Work task »
Only the lines from the start of the entries through the line with "task | for every instance of the bush" should be returned, each exactly as it stands, and no pictures.

Dataset content »
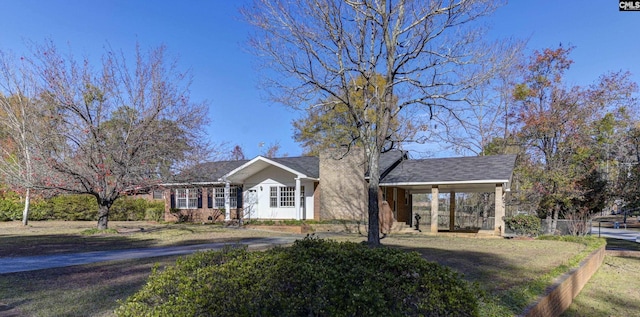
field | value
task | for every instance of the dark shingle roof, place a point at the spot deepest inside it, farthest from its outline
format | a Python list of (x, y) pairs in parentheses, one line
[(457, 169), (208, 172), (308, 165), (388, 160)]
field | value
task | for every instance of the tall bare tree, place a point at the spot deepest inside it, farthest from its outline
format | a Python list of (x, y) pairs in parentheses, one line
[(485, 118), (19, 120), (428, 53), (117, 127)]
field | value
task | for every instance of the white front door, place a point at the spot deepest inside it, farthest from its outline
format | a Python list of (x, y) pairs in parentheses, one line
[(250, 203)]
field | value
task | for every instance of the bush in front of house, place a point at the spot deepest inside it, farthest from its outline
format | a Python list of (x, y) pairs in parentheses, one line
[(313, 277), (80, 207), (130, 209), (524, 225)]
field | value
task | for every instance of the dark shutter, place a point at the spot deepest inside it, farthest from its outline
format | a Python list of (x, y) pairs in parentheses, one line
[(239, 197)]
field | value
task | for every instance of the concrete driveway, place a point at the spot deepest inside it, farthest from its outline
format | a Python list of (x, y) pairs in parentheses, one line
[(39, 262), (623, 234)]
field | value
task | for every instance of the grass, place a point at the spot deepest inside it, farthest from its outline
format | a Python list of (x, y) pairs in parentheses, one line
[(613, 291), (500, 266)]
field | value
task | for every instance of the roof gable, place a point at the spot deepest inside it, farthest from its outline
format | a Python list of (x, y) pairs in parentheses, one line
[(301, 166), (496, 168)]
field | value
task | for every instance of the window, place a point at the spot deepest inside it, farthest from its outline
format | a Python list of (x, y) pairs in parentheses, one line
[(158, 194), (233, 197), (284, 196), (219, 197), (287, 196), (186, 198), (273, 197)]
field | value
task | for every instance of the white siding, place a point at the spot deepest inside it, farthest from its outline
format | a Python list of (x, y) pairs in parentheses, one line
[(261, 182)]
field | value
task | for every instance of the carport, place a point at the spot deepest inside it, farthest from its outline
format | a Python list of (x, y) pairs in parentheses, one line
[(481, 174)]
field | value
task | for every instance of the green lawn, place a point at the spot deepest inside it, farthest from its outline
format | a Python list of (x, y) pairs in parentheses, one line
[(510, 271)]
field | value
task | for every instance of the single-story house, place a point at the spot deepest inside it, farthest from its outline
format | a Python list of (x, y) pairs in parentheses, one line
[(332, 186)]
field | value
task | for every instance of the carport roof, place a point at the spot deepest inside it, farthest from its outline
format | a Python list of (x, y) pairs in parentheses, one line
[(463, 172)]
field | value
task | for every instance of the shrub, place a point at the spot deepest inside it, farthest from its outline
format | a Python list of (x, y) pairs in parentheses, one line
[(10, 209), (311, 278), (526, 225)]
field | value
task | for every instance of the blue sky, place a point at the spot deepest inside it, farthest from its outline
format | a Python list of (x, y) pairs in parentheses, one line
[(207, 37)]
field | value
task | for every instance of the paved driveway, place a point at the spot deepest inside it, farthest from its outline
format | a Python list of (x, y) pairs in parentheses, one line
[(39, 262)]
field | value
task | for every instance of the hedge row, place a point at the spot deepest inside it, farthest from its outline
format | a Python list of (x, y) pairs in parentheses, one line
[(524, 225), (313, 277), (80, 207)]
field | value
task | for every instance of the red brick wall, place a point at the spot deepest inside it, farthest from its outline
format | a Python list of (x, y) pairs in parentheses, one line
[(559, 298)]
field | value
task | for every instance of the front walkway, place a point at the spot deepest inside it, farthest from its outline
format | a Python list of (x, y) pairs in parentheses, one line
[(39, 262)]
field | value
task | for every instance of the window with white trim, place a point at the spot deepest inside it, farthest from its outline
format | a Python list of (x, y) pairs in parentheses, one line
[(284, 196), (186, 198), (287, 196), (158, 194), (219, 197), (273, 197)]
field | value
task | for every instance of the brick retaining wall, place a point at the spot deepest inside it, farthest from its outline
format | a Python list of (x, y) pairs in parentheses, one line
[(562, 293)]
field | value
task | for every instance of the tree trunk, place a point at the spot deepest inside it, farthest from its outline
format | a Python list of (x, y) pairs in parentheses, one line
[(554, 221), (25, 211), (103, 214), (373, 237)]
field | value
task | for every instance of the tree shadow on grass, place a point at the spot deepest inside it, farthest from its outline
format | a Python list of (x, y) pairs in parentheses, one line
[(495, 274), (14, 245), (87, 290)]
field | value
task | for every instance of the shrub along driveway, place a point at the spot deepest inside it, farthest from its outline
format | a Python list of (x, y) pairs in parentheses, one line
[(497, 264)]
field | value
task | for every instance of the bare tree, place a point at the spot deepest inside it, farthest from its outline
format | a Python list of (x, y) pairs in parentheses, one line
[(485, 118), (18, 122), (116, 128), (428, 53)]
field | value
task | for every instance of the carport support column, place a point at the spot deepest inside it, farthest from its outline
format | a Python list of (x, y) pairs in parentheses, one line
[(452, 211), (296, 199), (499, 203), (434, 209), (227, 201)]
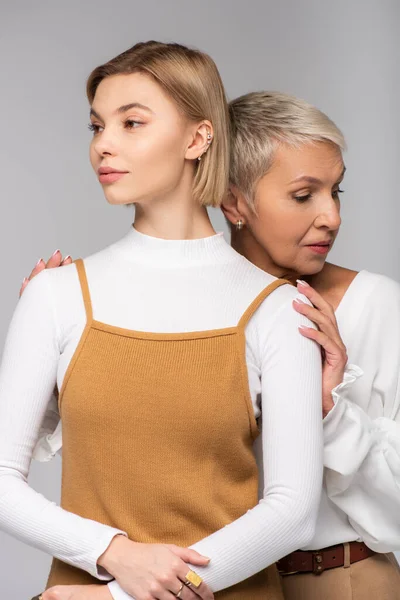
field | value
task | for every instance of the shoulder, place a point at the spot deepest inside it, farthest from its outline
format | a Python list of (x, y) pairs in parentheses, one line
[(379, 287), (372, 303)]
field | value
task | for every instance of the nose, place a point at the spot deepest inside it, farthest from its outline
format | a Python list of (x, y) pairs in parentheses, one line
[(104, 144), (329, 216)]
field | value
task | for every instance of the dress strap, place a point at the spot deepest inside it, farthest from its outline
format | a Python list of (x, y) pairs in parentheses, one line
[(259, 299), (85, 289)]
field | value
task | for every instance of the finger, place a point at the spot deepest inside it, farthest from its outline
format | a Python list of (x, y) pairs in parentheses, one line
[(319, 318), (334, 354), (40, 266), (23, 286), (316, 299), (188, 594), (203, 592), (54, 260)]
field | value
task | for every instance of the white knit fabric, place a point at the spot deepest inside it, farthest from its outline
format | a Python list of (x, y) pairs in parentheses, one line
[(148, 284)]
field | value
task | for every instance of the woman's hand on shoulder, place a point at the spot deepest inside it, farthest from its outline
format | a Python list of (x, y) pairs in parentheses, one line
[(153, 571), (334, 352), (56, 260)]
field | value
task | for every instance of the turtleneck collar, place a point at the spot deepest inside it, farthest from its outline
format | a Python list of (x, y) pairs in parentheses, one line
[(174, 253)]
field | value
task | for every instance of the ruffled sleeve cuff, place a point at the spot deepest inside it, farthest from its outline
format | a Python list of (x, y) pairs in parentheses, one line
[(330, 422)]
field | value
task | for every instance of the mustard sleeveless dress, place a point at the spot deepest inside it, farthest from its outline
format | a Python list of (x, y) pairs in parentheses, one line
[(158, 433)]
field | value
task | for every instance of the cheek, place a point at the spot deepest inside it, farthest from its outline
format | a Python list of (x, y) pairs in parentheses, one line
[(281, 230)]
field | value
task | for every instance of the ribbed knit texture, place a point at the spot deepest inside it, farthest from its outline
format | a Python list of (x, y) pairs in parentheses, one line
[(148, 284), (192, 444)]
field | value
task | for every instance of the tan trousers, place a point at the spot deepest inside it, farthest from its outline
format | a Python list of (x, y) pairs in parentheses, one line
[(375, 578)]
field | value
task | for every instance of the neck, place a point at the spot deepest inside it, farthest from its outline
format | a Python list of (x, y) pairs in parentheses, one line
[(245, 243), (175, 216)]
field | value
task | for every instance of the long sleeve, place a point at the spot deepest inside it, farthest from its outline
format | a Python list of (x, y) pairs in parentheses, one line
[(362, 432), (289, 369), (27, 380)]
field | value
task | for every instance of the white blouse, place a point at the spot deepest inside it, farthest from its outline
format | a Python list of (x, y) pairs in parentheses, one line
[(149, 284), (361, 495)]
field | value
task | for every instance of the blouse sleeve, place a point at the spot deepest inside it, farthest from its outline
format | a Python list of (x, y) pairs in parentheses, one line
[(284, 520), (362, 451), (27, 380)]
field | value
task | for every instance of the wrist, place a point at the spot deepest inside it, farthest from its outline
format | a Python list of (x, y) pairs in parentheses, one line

Task response »
field | value
task | for every instance of the dark shingle roof, place a point at the spot deepest inside it, farthest from its outline
format | a Python list of (x, y) pairs in parentheses, one line
[(457, 169), (208, 172), (308, 165), (388, 160)]
field | value
task | for every instance of the tall bare tree, place a point at the spot deepest inside it, farthest from its outline
format | a Python list of (x, y) pairs in parentheses, one line
[(485, 118), (19, 120), (428, 53), (117, 127)]
field | value
task | for every instance of the white front door, place a point at the spot deepest inside it, farthest from its outline
format | a Python list of (x, y) pairs in parentheses, one line
[(250, 203)]
field | value
task | for every instance of the bush in front of house, place a point at the spot deepest inside it, farthest from its outline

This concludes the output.